::: SUPPLIED INFORMATION
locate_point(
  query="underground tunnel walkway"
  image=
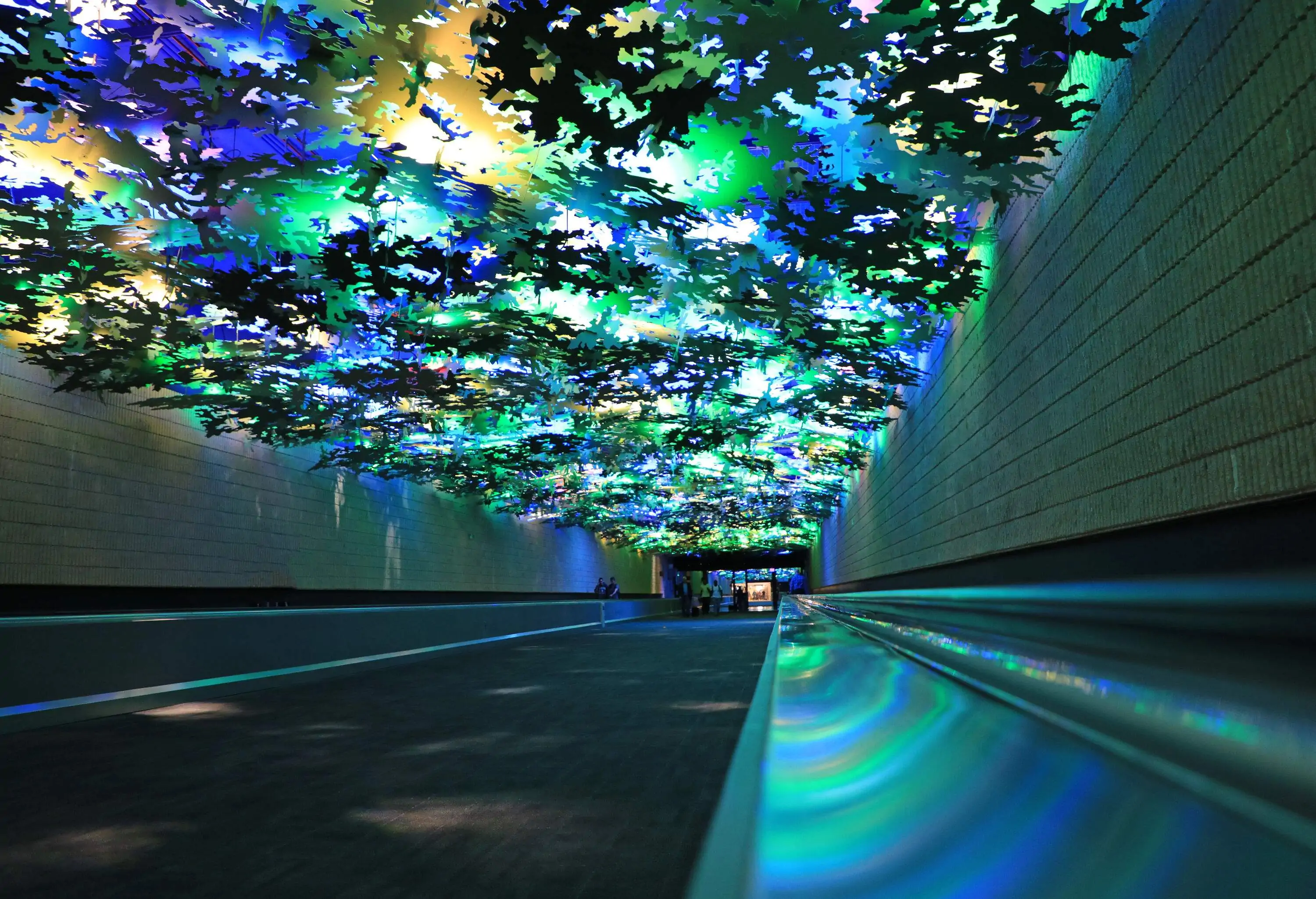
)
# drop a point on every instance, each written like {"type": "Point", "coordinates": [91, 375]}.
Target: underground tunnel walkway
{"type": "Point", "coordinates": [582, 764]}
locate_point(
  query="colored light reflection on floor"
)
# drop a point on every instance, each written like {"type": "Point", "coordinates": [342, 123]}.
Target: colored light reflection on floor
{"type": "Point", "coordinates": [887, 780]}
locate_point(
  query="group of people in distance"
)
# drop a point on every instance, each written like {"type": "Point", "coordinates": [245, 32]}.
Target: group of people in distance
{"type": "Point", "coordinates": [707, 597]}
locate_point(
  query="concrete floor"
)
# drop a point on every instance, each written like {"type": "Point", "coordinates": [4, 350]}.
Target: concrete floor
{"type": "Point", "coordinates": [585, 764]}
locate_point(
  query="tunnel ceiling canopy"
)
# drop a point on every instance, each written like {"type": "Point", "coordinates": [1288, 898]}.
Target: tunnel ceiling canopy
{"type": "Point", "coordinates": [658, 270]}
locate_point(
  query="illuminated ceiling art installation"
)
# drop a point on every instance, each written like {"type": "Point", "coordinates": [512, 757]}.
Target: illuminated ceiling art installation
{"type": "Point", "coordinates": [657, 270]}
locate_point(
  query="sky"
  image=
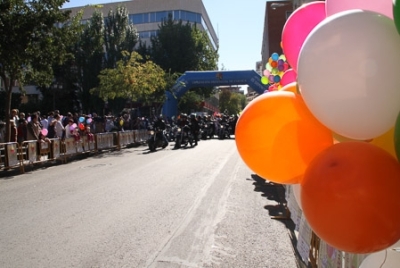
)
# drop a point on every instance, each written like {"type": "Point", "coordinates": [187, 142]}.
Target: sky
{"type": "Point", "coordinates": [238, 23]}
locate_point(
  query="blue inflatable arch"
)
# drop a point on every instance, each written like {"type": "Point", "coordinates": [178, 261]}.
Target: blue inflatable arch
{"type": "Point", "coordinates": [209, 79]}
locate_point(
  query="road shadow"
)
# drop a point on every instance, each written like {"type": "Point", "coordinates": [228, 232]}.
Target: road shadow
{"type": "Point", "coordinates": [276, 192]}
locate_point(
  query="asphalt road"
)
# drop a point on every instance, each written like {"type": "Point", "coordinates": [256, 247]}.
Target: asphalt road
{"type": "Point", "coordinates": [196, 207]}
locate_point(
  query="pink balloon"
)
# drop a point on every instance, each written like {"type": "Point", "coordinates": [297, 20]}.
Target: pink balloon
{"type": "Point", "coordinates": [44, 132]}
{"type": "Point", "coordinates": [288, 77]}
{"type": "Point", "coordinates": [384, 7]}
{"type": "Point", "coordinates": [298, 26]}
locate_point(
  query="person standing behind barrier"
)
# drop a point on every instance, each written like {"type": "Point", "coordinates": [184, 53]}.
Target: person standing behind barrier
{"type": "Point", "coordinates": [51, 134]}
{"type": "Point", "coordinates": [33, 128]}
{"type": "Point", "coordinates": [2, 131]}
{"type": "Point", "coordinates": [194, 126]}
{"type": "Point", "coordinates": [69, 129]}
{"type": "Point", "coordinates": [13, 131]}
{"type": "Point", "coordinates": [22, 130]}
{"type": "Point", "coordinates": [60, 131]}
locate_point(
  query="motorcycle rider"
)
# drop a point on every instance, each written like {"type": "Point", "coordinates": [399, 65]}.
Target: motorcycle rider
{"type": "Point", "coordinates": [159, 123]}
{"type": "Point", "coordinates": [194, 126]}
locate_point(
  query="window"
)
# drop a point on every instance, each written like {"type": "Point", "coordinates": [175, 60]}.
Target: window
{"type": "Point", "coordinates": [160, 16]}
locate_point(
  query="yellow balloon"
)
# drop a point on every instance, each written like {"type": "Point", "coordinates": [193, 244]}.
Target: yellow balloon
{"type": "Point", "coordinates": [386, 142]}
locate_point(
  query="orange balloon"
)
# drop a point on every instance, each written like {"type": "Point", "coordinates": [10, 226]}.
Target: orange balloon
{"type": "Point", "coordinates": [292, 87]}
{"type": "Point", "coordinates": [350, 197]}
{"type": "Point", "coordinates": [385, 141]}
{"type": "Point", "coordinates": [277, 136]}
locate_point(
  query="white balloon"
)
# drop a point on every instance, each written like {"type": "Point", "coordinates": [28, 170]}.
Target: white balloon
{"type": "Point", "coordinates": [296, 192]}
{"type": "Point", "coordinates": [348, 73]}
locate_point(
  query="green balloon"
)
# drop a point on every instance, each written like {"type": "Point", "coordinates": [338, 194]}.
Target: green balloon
::::::
#### WHAT IS EXPECTED
The records above are to be reproduced exactly; the pictures are to be left out.

#### ANSWER TO THE PROBLEM
locate_point(
  query="underground tunnel walkway"
  image=
)
# drop a point on every instance, each written like {"type": "Point", "coordinates": [91, 375]}.
Target: underground tunnel walkway
{"type": "Point", "coordinates": [582, 764]}
locate_point(
  query="colored light reflection on floor"
)
# drop a point on every instance, each written like {"type": "Point", "coordinates": [342, 123]}.
Target: colored light reflection on floor
{"type": "Point", "coordinates": [887, 780]}
locate_point(
  query="group of people in distance"
)
# drop a point on every instance, each written like {"type": "Point", "coordinates": [245, 32]}.
Target: group of people in distance
{"type": "Point", "coordinates": [707, 597]}
locate_point(
  query="concrete floor"
)
# drop a point on every instance, each written like {"type": "Point", "coordinates": [4, 350]}.
Target: concrete floor
{"type": "Point", "coordinates": [585, 764]}
locate_point(
  query="tunnel ceiling canopy"
)
# drop a point on every instance, each written like {"type": "Point", "coordinates": [1288, 898]}.
Target: tunnel ceiling canopy
{"type": "Point", "coordinates": [658, 270]}
locate_point(
  query="illuminated ceiling art installation"
)
# drop a point on every instance, each written like {"type": "Point", "coordinates": [512, 757]}.
Target: illuminated ceiling art installation
{"type": "Point", "coordinates": [657, 270]}
locate_point(
  query="sky"
  image=
)
# drop a point on every instance, each written like {"type": "Point", "coordinates": [187, 142]}.
Target: sky
{"type": "Point", "coordinates": [238, 23]}
locate_point(
  query="blue inflatable arch"
)
# drop a point on every instance, each written like {"type": "Point", "coordinates": [178, 261]}.
Target: blue inflatable arch
{"type": "Point", "coordinates": [209, 79]}
locate_point(
  query="road shadow"
)
# drop a point on every instance, each written like {"type": "Point", "coordinates": [228, 232]}.
Target: road shadow
{"type": "Point", "coordinates": [276, 192]}
locate_point(
  query="asphalt road"
)
# drop a point on every instance, each written like {"type": "Point", "coordinates": [256, 247]}.
Target: asphalt road
{"type": "Point", "coordinates": [196, 207]}
locate_point(
  query="pink balloon"
)
# drop a point on every instance, each written like {"type": "Point", "coordinates": [297, 20]}.
Target: pink balloon
{"type": "Point", "coordinates": [44, 132]}
{"type": "Point", "coordinates": [288, 77]}
{"type": "Point", "coordinates": [384, 7]}
{"type": "Point", "coordinates": [298, 26]}
locate_point(
  query="person standing behind barrier"
)
# drop a point on every instance, each written like {"type": "Point", "coordinates": [184, 53]}.
Target: person standing behind barrier
{"type": "Point", "coordinates": [51, 134]}
{"type": "Point", "coordinates": [33, 128]}
{"type": "Point", "coordinates": [2, 131]}
{"type": "Point", "coordinates": [194, 126]}
{"type": "Point", "coordinates": [69, 129]}
{"type": "Point", "coordinates": [13, 131]}
{"type": "Point", "coordinates": [22, 130]}
{"type": "Point", "coordinates": [60, 131]}
locate_point(
  query="motorcycle rider"
)
# drop a point on every instance, each written like {"type": "Point", "coordinates": [399, 65]}.
Target: motorcycle rider
{"type": "Point", "coordinates": [159, 123]}
{"type": "Point", "coordinates": [194, 126]}
locate_point(
  query="window"
)
# drop a point on every instance, each written like {"type": "Point", "coordinates": [175, 60]}.
Target: window
{"type": "Point", "coordinates": [160, 16]}
locate_point(
  query="yellow balloon"
)
# drop a point on every instance, each written like {"type": "Point", "coordinates": [193, 244]}.
Target: yellow balloon
{"type": "Point", "coordinates": [386, 142]}
locate_point(
  query="orange balloon"
)
# drop a point on every instance, each written like {"type": "Point", "coordinates": [10, 226]}.
Target: orange balloon
{"type": "Point", "coordinates": [292, 87]}
{"type": "Point", "coordinates": [350, 197]}
{"type": "Point", "coordinates": [385, 141]}
{"type": "Point", "coordinates": [277, 136]}
locate_point(
  query="white balloon"
)
# drop a point on every instance, each written like {"type": "Point", "coordinates": [28, 170]}.
Target: white balloon
{"type": "Point", "coordinates": [296, 192]}
{"type": "Point", "coordinates": [348, 73]}
locate_point(
  query="green balloon"
)
# drop a point on every instance, each written like {"type": "Point", "coordinates": [338, 194]}.
Target: green balloon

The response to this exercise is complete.